### Task A
Give the following entries again with no changes, from the line containing "# point at: red roof" through the last line of the entries, including both of those lines.

### Document passage
** Start **

Paper ID: 1507 Title: Minimax Time Series Prediction
Current Reviews

Submitted by Assigned_Reviewer_1

Q1: Comments to author(s). First provide a summary of the paper, and then address the following criteria: Quality, clarity, originality and significance. (For detailed reviewing guidelines, see http://nips.cc/PaperInformation/ReviewerInstructions)
This paper provides the minimax solution to the online vector prediction problem. The proposed algorithm is efficient with amortized O(d) time per round, where d is the dimension of the data. The regret grows as

T/\sqrt{\lambda}, where \lambda is the smoothness of the comparator sequence.

The paper is well-written and analyses are clear. The proposed algorithm and regret bounds are novel. Below are some of my questions and concerns:

1) The regret has a linear dependence on T, unlike many other online learning problems that usually have a sublinear dependence. This may suggest that the comparator sequence is too strong. It would be interesting to see how adding additional assumptions affects the regret bound.

2) In equation (1), why there is no complexity term for the learner (i.e. \sum_t ||a_t - a_t-1||^2)?

3) When \lambda approaches infinity, the comparator sequence would become constant, making (1) to be the standard online learning problem. But then the regret approaches 0 (T/\sqrt{\lambda}). This seems unintuitive.

4) In (1) The third term contains \hat{a}^{T+1}, which is undefined.

This paper provides the minimax solution to the online vector prediction problem and showed an regret bound. The regret bound is tight, but it has a linear dependence on T, the length of the game, which seem not very helpful in practice.

Submitted by Assigned_Reviewer_2

Q1: Comments to author(s). First provide a summary of the paper, and then address the following criteria: Quality, clarity, originality and significance. (For detailed reviewing guidelines, see http://nips.cc/PaperInformation/ReviewerInstructions)
The biggest weakness of the paper is the experiment results section: 1. The results only appear in the supplemental material. There are no results in the main paper. 2. Although enlightening, the results are only on univariate and synthetic data. The univariate part is disappointing since the authors make a lot of effort to make sure the method works in a multivariate setting. 3. There is not much comparison to other methods, despite the huge library of time series prediction methods out there. 4. There are only graphical results, no quantitative performance results.

** End **

### Provided material

** Start **

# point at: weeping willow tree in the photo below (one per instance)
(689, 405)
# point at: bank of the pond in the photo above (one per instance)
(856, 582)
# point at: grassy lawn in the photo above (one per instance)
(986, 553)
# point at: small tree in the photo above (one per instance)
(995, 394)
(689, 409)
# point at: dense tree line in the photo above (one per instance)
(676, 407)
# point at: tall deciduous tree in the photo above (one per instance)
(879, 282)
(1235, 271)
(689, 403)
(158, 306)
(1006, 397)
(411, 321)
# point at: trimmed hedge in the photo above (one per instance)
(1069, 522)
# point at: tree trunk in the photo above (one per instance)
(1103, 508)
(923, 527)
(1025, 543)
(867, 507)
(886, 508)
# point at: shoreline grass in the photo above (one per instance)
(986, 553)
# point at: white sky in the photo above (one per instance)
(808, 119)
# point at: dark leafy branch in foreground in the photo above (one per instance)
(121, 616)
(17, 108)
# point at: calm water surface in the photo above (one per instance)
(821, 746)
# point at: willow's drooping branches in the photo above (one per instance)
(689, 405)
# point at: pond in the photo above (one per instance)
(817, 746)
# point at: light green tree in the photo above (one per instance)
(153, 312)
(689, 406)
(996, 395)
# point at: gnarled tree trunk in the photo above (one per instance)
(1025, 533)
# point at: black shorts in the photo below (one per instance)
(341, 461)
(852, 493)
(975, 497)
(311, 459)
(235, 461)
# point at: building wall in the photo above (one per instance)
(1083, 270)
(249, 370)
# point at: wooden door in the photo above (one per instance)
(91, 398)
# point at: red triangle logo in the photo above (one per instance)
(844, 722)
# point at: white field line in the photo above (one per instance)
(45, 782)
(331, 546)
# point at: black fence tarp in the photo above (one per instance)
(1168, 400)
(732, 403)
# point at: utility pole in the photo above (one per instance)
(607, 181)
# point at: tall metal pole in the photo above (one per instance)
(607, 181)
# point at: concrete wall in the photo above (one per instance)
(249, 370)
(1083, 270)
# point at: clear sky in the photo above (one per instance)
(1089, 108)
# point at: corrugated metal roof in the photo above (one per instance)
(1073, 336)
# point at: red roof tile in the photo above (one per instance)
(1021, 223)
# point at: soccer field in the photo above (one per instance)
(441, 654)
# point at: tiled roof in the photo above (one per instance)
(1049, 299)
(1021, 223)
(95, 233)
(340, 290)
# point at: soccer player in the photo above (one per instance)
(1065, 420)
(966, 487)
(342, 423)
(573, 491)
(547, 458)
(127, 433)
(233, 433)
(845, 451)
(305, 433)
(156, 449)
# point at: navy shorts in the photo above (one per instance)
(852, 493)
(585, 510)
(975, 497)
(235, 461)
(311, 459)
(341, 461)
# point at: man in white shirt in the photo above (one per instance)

** End **

### Task B
Answer these questions about the reviews of the minimax time series prediction paper, one answer per line:
(i) According to the first reviewer, what is the amortized time per round of the proposed algorithm?
(ii) According to the second reviewer, where do the experiment results appear?
(iii) According to the second reviewer, what kinds of data are the results on?

### Full output A
# point at: red roof tile in the photo above (one per instance)
(1021, 223)
# point at: soccer field in the photo above (one per instance)
(441, 654)
# point at: tiled roof in the photo above (one per instance)
(1049, 299)
(1021, 223)
(95, 233)
(340, 290)
# point at: soccer player in the photo above (one per instance)
(1065, 420)
(966, 487)
(342, 423)
(573, 491)
(547, 458)
(127, 433)
(233, 433)
(845, 451)
(305, 433)
(156, 449)
# point at: navy shorts in the photo above (one per instance)
(852, 493)
(585, 510)
(975, 497)
(235, 461)
(311, 459)
(341, 461)
# point at: man in white shirt in the photo above (one per instance)

### Full output B
(i) O(d) per round, where d is the dimension of the data.
(ii) Only in the supplemental material, not in the main paper.
(iii) Univariate and synthetic data.